### GIVEN ENTRIES
————
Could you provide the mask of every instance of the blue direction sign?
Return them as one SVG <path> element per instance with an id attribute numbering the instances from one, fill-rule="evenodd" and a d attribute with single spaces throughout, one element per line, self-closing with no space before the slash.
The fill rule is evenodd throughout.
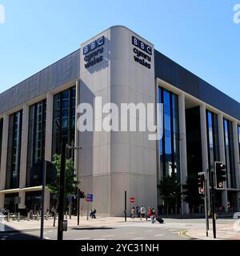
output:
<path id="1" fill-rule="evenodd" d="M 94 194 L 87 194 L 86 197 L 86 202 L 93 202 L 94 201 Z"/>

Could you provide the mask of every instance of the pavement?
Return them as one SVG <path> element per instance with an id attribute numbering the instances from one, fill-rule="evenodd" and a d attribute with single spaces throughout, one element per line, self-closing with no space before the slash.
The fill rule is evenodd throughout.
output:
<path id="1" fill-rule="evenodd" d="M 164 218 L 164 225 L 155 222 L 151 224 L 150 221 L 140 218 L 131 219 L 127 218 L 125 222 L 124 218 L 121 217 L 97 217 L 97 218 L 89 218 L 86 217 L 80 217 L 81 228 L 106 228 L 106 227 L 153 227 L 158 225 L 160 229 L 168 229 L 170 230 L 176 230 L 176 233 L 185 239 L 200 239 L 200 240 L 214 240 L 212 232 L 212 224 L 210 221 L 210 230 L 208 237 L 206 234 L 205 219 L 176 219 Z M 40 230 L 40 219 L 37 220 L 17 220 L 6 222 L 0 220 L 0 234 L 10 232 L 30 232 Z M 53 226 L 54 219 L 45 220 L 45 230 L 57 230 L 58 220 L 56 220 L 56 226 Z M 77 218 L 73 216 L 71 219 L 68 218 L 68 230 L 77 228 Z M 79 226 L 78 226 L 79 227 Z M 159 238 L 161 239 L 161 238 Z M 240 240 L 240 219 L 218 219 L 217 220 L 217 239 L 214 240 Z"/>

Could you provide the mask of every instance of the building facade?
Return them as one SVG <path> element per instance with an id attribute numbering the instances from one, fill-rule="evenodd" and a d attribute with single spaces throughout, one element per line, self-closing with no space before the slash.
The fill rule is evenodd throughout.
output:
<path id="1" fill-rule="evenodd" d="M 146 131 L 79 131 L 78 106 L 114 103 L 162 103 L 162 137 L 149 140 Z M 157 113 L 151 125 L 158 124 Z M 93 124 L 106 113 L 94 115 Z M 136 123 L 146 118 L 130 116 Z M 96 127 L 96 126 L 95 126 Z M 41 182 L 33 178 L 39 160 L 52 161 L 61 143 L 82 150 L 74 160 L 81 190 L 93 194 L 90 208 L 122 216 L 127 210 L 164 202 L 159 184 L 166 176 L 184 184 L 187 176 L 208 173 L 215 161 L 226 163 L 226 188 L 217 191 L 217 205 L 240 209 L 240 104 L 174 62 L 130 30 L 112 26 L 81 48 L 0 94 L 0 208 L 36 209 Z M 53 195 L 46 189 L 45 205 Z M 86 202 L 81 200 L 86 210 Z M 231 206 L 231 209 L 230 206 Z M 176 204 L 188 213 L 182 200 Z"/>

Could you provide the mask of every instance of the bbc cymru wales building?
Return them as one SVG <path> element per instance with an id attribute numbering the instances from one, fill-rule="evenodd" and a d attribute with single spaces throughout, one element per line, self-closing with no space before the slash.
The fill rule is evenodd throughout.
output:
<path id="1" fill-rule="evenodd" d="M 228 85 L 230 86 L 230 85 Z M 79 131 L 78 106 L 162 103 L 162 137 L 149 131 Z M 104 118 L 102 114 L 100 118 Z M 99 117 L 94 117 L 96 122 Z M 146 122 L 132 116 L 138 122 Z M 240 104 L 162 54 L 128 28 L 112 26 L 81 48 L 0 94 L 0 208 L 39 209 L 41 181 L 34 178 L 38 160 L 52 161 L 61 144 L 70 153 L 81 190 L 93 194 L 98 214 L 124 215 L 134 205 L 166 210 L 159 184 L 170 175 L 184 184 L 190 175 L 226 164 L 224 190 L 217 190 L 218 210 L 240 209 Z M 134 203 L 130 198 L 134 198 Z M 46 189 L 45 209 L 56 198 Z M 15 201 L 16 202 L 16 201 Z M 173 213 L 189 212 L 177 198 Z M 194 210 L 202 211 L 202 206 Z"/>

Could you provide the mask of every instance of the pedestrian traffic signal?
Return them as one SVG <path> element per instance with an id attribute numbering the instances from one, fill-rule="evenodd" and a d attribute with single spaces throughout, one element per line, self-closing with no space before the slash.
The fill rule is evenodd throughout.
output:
————
### AIM
Please convert the entries above into a numbered list with one line per item, dropping the blank lines and leaving out the pictures.

### ANSWER TO THE PROBLEM
1. Could you provide the mask of every instance of the blue direction sign?
2. Return them as one SVG <path> element per instance with an id attribute numbering the instances from one, fill-rule="evenodd" and a d attribute with single spaces throughout, one element per line, self-closing with no space before the slash.
3. The fill rule is evenodd throughout.
4. output:
5. <path id="1" fill-rule="evenodd" d="M 94 194 L 87 194 L 86 197 L 86 202 L 93 202 L 94 201 Z"/>
6. Could you provide the mask of every instance of the pavement?
7. Return them as one SVG <path> element per instance with an id attribute numbering the instances from one, fill-rule="evenodd" and a d attribute with single spaces throughout, one element per line, self-closing with no space before the slash.
8. The fill rule is evenodd throughout.
9. output:
10. <path id="1" fill-rule="evenodd" d="M 164 218 L 164 225 L 155 222 L 151 224 L 150 221 L 140 218 L 131 219 L 127 218 L 125 222 L 124 218 L 121 217 L 97 217 L 97 218 L 89 218 L 86 217 L 80 217 L 81 228 L 106 228 L 106 227 L 153 227 L 158 225 L 160 229 L 168 229 L 170 230 L 176 230 L 176 233 L 185 239 L 200 239 L 200 240 L 214 240 L 212 232 L 212 224 L 210 221 L 210 230 L 208 237 L 206 234 L 205 219 L 176 219 Z M 40 230 L 40 219 L 37 220 L 17 220 L 6 222 L 0 220 L 0 234 L 10 232 L 30 232 Z M 53 226 L 54 219 L 45 220 L 45 230 L 57 230 L 58 220 L 56 220 L 56 226 Z M 77 218 L 73 216 L 71 219 L 68 218 L 68 230 L 77 228 Z M 79 226 L 78 226 L 79 227 Z M 159 238 L 161 239 L 161 238 Z M 240 240 L 240 219 L 218 219 L 217 220 L 217 239 L 214 240 Z"/>
11. Could you provide the mask of every instance of the building facade?
12. Return them as one SVG <path> element per instance with an id attribute numbering the instances from one, fill-rule="evenodd" and a d attribute with single spaces throughout, one element per line, self-closing with no space before the slash.
13. The fill rule is evenodd throughout.
14. output:
15. <path id="1" fill-rule="evenodd" d="M 146 131 L 79 131 L 78 106 L 114 103 L 162 103 L 162 137 L 149 140 Z M 157 113 L 151 125 L 158 124 Z M 93 124 L 106 113 L 94 115 Z M 136 123 L 146 118 L 130 116 Z M 96 127 L 96 126 L 95 126 Z M 41 182 L 33 178 L 39 160 L 52 161 L 61 143 L 82 150 L 74 160 L 81 190 L 93 194 L 90 208 L 122 216 L 127 210 L 164 202 L 159 184 L 166 176 L 184 184 L 187 176 L 208 173 L 215 161 L 226 163 L 226 188 L 217 191 L 217 205 L 240 209 L 240 104 L 174 62 L 130 30 L 112 26 L 81 48 L 0 94 L 0 208 L 36 209 Z M 53 195 L 46 189 L 45 205 Z M 86 202 L 81 200 L 86 210 Z M 231 206 L 231 209 L 230 206 Z M 176 204 L 188 213 L 182 200 Z"/>
16. Could you provide the mask of every instance of the bbc cymru wales building?
17. Return them as one SVG <path> element per instance with an id attribute numbering the instances from one, fill-rule="evenodd" and a d attribute with single spaces throughout, one element per line, self-closing with no space before the slash.
18. The fill rule is evenodd throughout.
19. output:
20. <path id="1" fill-rule="evenodd" d="M 228 85 L 230 86 L 230 85 Z M 79 131 L 78 106 L 162 103 L 162 137 L 149 131 Z M 104 118 L 102 114 L 100 118 Z M 99 117 L 94 117 L 96 122 Z M 146 122 L 132 116 L 138 122 Z M 240 104 L 162 54 L 128 28 L 112 26 L 81 48 L 0 94 L 0 208 L 39 209 L 41 181 L 34 178 L 38 160 L 52 161 L 61 144 L 70 153 L 81 190 L 93 194 L 98 214 L 124 215 L 134 205 L 166 210 L 159 184 L 170 175 L 184 184 L 190 175 L 226 164 L 224 190 L 217 190 L 218 210 L 240 209 Z M 134 203 L 130 198 L 134 198 Z M 46 189 L 45 209 L 56 198 Z M 15 201 L 16 202 L 16 201 Z M 173 213 L 189 212 L 177 198 Z M 194 210 L 202 211 L 202 206 Z"/>
21. Could you provide the mask of every instance of the pedestrian traffic signal?
22. Return them as one SVG <path> element per instance with an id attribute numbering the instances from one, fill-rule="evenodd" and a d attribute with single spaces throughout, one element per line, self-closing with no space before the slash.
23. The fill rule is evenodd throughout.
24. output:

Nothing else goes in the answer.